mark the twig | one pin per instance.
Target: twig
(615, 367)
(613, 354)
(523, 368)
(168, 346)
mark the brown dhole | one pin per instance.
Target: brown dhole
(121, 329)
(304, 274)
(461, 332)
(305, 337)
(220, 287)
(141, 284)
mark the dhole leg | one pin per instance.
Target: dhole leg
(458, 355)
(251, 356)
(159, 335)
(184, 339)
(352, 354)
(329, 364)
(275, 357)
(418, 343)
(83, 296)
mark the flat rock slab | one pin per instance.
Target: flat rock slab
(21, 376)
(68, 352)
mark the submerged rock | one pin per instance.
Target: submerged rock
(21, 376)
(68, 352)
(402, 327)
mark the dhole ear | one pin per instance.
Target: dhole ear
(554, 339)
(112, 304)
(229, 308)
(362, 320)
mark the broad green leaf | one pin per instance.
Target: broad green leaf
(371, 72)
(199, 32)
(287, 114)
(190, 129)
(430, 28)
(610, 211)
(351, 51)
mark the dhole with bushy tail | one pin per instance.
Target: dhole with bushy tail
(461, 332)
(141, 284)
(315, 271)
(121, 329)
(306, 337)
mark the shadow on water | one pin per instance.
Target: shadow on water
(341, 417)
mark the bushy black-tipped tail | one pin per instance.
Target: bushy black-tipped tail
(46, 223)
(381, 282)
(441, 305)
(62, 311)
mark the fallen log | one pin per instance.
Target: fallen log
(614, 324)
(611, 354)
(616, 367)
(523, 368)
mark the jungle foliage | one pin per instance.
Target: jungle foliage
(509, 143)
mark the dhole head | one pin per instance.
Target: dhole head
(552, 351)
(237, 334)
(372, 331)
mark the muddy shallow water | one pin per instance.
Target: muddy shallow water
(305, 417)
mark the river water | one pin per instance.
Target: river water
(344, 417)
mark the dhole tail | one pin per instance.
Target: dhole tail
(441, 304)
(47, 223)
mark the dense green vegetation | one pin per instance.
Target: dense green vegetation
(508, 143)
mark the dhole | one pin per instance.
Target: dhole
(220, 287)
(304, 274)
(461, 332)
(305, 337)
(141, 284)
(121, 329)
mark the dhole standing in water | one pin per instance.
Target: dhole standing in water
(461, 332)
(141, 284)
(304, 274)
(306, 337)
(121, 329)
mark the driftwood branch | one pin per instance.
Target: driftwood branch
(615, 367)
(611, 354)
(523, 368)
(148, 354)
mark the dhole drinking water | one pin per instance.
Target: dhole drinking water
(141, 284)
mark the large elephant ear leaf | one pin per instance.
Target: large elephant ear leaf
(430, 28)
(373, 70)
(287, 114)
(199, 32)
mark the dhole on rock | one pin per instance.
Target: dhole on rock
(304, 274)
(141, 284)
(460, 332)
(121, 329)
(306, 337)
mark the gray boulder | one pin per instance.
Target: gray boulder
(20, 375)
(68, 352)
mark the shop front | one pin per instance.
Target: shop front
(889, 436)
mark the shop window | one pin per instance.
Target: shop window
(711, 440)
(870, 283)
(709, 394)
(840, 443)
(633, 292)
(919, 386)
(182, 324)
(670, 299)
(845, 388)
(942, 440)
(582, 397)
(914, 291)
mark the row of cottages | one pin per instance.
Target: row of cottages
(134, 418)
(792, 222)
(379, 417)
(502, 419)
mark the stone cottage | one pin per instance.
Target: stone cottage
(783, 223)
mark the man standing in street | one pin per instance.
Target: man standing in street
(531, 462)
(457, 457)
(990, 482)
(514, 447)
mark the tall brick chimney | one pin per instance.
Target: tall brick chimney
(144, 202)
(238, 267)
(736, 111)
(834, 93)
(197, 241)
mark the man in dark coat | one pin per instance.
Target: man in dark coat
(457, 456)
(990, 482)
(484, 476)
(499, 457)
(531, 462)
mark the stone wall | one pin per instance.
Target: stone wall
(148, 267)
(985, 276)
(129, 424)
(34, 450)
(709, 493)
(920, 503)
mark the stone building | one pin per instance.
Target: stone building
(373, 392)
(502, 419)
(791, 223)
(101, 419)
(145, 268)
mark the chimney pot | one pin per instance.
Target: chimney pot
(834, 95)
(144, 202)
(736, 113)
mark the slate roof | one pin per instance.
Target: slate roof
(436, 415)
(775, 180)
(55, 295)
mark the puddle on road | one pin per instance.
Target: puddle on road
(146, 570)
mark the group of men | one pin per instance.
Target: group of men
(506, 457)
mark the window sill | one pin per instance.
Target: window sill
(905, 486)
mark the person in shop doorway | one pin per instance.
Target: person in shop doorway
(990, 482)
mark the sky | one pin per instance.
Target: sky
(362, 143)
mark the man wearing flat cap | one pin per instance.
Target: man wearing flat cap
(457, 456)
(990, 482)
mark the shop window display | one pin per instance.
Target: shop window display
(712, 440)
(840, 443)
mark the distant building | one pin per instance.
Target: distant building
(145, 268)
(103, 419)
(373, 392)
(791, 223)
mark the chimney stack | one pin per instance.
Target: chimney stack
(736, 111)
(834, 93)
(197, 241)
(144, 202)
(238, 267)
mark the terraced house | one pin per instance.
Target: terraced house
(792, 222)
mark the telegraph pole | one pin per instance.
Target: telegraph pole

Required task:
Write out each line of the data above again, exactly as given.

Written reply:
mark the twig | one pin per instance.
Target: twig
(615, 367)
(613, 354)
(523, 368)
(168, 346)
mark the brown dhole | one pin per instance.
Target: brown dhole
(121, 329)
(304, 274)
(461, 332)
(305, 337)
(220, 287)
(141, 284)
mark the dhole leg | one pin per instance.
Target: dhole leg
(458, 355)
(251, 356)
(159, 335)
(184, 339)
(352, 354)
(329, 364)
(275, 357)
(418, 343)
(83, 296)
mark the flat rock slab | one pin per instance.
Target: flat rock slab
(21, 376)
(68, 352)
mark the submerged rock | one pin per instance.
Target: submerged rock
(21, 376)
(68, 352)
(402, 327)
mark the dhole ear | one pin per instance.
Target: dhole ear
(554, 339)
(112, 304)
(229, 308)
(362, 320)
mark the broad green leaf | one pin per instance.
Target: broad green leaf
(371, 72)
(199, 32)
(287, 114)
(190, 129)
(430, 28)
(610, 211)
(351, 51)
mark the dhole with bushy tail | one pin per instance.
Target: dhole with bushy tail
(461, 332)
(141, 284)
(315, 271)
(121, 329)
(306, 337)
mark the shadow on water | one pin per instance.
Target: shadow on water
(341, 417)
mark the bushy black-tipped tail | one pin per instance.
Target: bushy black-tipped tail
(46, 223)
(381, 282)
(441, 305)
(62, 311)
mark the fallen log | one pin per instance.
Target: fallen log
(614, 324)
(611, 354)
(616, 367)
(523, 368)
mark the jungle foliage | one pin per instance.
Target: jungle foliage
(509, 143)
mark the dhole head | one pin per instance.
Target: dhole head
(552, 351)
(237, 334)
(372, 331)
mark the muddy shallow water | one pin per instance.
Target: muddy shallow water
(305, 417)
mark the river water | one pin per instance.
Target: river water
(344, 417)
mark the dhole tail | one pin per instance.
Target: dhole tail
(441, 304)
(47, 223)
mark the dense green vegetation | one pin per instance.
Target: dense green vegetation
(508, 143)
mark the dhole | one pin per instance.
Target: dhole
(220, 287)
(304, 274)
(461, 332)
(305, 337)
(141, 284)
(121, 329)
mark the dhole standing in water | one pin per instance.
Target: dhole standing in water
(461, 332)
(141, 284)
(304, 274)
(306, 337)
(121, 329)
mark the driftwood branch | one pin per instance.
Target: driftwood branch
(615, 367)
(611, 354)
(523, 368)
(148, 354)
mark the dhole drinking water | one pin per instance.
Target: dhole drinking water
(141, 284)
mark the large elephant ear leaf | one pin per instance.
Target: large elephant ear leaf
(430, 28)
(373, 70)
(287, 114)
(199, 32)
mark the dhole on rock | one pin per instance.
Target: dhole on rock
(304, 274)
(141, 284)
(460, 332)
(121, 329)
(306, 337)
mark the gray boulder | one pin per instance.
Target: gray boulder
(20, 375)
(68, 352)
mark the shop front | one pin per instance.
Target: shop front
(889, 436)
mark the shop window | one pin per instance.
Target: shop window
(711, 440)
(870, 283)
(709, 394)
(840, 443)
(633, 292)
(919, 386)
(182, 324)
(670, 299)
(845, 388)
(942, 440)
(582, 397)
(914, 291)
mark the row of cottages | one pin per instance.
Target: row of cottages
(134, 418)
(792, 222)
(379, 417)
(502, 419)
mark the stone cottage | one pin per instance.
Target: stone cottage
(783, 223)
mark the man standing in street | one pin per instance.
Target: man standing in street
(531, 462)
(457, 457)
(990, 482)
(514, 447)
mark the tall brick chimney | one pin per instance.
Target: tall brick chimney
(144, 202)
(238, 267)
(736, 111)
(834, 93)
(197, 241)
mark the man in dark coat | one pin per instance.
Target: man in dark coat
(457, 456)
(990, 482)
(484, 476)
(499, 457)
(531, 462)
mark the stone wall | one pin per instance.
Target: stone wall
(148, 267)
(985, 276)
(129, 424)
(34, 450)
(709, 493)
(920, 503)
mark the stone building | one pin per instance.
Target: stone building
(373, 392)
(502, 419)
(791, 223)
(101, 419)
(145, 268)
mark the chimney pot | one pin per instance.
Target: chimney pot
(834, 95)
(144, 202)
(736, 113)
mark the slate roof | one pin per instance.
Target: slate roof
(436, 415)
(775, 180)
(55, 295)
mark the puddle on road | one pin per instance.
Target: puddle on road
(146, 570)
mark the group of men | one pin per instance.
Target: group of men
(506, 457)
mark the window sill | one pin per instance.
Target: window sill
(905, 486)
mark the person in shop doorway | one pin per instance.
Target: person in shop doorway
(990, 482)
mark the sky | one pin per instance.
Target: sky
(362, 143)
mark the man wearing flat cap | one pin per instance.
Target: man wearing flat cap
(457, 456)
(990, 482)
mark the shop window display | one pin per instance.
Target: shop window display
(712, 440)
(840, 443)
mark the distant building | one pin per instance.
Target: distant building
(145, 268)
(103, 419)
(373, 392)
(791, 223)
mark the chimney stack | one pin per instance.
Target: chimney stack
(736, 111)
(834, 93)
(197, 241)
(144, 202)
(238, 267)
mark the terraced house | one pin per instance.
Target: terraced house
(792, 222)
mark the telegraph pole | one pin per instance.
Target: telegraph pole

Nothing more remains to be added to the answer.